**Required action**
Find the line in the entries below that contains "Target: white plastic bag". Repeat it exactly, and every line after it through the line that contains "<point>33,427</point>".

**Task data**
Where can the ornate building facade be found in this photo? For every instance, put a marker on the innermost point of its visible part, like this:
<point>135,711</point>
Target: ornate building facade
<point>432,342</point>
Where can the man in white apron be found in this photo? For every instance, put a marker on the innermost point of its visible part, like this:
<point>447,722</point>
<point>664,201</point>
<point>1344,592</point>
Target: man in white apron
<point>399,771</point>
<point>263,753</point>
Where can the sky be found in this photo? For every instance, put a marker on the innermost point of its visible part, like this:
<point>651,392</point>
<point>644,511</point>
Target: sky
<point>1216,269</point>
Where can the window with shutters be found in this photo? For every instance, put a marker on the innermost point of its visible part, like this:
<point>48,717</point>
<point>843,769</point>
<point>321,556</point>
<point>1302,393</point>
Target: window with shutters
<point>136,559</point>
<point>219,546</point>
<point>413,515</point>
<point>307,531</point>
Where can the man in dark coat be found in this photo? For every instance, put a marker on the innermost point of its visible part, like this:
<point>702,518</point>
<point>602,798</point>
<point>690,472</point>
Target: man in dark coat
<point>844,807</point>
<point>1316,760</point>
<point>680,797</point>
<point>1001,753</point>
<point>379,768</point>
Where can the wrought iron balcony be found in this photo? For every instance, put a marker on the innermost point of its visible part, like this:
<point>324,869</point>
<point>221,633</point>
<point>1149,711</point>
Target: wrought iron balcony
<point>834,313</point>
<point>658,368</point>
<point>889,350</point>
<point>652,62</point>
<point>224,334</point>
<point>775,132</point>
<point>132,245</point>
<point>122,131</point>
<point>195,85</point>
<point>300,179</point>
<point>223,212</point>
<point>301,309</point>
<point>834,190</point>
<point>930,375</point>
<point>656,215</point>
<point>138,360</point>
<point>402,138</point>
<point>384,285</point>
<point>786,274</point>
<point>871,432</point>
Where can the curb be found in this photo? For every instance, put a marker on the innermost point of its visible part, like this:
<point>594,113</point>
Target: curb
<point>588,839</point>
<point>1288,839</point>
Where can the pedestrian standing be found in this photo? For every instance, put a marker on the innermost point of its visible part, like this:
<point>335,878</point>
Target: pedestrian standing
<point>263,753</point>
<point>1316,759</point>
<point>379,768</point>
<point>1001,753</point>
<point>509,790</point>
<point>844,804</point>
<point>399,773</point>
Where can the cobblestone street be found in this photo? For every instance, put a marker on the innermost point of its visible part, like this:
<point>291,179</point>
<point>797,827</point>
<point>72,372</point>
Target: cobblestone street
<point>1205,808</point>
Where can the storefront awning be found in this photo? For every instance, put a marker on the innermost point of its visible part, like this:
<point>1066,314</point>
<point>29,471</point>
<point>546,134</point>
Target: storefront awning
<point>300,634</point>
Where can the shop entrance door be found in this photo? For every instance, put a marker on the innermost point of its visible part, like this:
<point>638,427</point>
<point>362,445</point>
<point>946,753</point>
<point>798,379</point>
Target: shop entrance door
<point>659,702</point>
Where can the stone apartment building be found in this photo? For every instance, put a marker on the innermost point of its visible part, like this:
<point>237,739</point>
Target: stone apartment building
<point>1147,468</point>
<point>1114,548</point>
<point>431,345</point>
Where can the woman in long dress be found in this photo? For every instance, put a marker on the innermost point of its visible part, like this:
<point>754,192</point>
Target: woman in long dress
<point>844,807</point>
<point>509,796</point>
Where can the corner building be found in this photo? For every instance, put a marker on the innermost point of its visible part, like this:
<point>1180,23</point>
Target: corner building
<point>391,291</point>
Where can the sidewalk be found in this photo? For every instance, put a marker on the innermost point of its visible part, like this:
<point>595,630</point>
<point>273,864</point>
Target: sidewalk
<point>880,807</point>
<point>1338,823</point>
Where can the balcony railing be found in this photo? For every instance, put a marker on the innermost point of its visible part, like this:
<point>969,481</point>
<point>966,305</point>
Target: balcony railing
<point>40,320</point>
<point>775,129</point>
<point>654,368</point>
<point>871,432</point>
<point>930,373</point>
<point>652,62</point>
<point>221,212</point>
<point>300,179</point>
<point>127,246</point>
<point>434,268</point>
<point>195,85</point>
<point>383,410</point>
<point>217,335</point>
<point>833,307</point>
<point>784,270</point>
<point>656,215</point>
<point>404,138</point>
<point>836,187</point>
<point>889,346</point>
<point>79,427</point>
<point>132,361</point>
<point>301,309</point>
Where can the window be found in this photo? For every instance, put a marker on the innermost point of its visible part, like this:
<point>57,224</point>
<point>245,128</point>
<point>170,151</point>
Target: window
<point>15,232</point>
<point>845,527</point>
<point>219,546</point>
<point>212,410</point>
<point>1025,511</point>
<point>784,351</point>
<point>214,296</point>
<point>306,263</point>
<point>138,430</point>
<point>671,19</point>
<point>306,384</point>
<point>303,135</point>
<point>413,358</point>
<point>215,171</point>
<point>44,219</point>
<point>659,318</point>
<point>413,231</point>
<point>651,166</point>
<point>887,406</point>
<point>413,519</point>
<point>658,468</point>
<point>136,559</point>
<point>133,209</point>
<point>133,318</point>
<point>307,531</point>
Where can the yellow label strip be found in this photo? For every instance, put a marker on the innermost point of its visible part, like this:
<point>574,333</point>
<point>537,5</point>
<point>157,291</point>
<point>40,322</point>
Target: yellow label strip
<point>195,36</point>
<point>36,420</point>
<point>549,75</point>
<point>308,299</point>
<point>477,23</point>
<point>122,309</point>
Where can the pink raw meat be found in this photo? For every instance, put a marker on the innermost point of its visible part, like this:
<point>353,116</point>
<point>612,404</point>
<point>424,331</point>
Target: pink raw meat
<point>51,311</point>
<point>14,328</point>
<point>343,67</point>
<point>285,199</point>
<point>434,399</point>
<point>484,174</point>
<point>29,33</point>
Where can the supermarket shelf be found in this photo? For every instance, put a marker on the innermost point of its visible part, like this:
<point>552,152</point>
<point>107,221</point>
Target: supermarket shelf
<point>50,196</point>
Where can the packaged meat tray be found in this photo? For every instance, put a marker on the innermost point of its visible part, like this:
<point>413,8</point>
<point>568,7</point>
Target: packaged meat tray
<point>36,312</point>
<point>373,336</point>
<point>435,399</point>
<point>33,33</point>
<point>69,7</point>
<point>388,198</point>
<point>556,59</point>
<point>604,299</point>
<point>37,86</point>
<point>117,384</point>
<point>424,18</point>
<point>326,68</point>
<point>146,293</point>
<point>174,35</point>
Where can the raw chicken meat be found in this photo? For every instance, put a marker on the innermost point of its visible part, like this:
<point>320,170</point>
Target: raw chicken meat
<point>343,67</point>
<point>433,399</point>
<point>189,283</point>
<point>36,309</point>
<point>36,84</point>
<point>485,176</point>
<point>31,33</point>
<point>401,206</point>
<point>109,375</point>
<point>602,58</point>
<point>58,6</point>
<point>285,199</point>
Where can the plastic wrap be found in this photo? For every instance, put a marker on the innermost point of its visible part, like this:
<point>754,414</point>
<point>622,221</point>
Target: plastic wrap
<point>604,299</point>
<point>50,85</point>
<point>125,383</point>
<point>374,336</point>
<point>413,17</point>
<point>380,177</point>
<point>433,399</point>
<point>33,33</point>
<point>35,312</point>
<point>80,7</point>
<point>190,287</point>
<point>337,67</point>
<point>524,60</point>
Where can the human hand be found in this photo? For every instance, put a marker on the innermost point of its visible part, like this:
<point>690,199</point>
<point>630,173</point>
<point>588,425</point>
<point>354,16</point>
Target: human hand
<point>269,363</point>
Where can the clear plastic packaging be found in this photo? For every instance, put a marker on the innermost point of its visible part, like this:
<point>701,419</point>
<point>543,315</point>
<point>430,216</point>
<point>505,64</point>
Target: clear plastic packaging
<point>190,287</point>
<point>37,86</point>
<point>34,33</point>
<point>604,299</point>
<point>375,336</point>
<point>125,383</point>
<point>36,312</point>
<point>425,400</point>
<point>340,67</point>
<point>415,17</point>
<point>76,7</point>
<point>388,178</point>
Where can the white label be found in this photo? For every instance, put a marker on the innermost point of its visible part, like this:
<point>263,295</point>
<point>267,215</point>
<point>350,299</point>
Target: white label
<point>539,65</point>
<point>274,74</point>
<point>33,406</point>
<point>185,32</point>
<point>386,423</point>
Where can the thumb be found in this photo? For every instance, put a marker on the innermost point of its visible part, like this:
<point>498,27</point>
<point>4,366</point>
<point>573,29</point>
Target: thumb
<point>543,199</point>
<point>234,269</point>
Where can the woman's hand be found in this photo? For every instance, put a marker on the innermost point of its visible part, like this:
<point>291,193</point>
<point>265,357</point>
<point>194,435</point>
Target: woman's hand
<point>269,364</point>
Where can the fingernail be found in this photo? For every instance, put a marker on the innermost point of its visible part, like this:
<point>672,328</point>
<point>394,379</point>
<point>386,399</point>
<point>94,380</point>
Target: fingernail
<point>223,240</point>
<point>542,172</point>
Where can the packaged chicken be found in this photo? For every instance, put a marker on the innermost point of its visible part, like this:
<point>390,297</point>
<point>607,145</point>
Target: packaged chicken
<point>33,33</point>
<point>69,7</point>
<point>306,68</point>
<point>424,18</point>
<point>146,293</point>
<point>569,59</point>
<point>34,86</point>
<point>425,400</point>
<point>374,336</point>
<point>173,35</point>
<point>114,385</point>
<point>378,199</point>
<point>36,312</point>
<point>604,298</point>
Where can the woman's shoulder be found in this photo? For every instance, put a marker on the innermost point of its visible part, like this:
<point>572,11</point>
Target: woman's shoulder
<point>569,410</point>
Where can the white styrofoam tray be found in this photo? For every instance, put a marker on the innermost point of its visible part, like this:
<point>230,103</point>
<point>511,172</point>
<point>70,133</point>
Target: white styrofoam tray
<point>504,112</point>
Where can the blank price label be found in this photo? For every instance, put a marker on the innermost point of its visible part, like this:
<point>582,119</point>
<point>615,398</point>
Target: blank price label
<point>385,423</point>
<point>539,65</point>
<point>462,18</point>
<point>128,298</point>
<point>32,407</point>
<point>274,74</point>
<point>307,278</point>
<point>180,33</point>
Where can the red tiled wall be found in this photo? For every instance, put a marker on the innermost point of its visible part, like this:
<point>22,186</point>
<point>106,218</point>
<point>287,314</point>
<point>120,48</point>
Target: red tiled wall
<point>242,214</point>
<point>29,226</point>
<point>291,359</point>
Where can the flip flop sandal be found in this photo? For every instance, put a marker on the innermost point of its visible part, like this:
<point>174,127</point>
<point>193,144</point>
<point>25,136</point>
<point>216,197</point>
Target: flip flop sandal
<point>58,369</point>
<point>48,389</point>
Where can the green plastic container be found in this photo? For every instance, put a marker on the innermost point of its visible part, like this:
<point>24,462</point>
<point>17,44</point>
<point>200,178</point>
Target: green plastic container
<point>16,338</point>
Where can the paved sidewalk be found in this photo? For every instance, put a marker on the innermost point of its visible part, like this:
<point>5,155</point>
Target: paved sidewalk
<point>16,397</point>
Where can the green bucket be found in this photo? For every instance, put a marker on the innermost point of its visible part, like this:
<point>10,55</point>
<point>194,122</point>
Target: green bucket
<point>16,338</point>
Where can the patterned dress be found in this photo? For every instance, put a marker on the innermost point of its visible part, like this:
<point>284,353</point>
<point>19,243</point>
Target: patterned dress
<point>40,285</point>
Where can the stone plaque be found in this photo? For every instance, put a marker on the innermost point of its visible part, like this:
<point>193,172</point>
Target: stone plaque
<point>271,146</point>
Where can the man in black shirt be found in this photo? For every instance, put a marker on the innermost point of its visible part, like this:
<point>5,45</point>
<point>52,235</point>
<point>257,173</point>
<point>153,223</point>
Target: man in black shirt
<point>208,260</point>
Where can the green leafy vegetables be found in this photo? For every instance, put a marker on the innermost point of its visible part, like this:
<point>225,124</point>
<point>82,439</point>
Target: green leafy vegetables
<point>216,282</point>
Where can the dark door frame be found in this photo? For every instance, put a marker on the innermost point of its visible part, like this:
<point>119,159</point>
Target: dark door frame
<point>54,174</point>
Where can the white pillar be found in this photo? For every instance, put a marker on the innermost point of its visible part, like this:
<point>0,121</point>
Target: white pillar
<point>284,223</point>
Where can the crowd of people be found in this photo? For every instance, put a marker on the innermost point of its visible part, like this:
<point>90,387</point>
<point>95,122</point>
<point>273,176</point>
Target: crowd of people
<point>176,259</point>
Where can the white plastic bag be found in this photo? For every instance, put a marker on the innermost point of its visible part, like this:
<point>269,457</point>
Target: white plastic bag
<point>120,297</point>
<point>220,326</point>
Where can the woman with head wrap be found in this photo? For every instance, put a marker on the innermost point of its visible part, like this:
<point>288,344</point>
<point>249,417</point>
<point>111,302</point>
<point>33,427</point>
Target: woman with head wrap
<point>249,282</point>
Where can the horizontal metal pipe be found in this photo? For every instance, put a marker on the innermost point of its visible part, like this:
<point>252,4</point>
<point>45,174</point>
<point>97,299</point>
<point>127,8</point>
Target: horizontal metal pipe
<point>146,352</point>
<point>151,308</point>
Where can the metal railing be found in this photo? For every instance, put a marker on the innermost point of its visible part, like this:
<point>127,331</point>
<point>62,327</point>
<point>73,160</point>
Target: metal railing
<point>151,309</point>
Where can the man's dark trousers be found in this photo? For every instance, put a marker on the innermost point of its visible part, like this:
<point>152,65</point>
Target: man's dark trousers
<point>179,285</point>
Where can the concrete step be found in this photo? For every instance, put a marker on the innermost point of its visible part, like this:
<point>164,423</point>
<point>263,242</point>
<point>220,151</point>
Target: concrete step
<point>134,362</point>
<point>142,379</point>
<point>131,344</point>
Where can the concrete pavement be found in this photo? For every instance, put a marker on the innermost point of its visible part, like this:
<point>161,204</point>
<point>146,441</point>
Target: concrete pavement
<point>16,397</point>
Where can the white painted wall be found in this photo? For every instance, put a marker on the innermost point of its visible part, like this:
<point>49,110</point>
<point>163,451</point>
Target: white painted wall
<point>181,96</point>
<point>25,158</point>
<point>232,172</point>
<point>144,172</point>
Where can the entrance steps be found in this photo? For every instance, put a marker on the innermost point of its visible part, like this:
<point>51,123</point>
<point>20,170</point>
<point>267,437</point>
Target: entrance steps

**Reply to the exercise**
Target: white plastic bag
<point>120,297</point>
<point>220,326</point>
Where can the woman with head wrap be found in this photo? For every instance, put a marker on the innermost point of its visible part, like this:
<point>288,344</point>
<point>249,417</point>
<point>111,302</point>
<point>33,427</point>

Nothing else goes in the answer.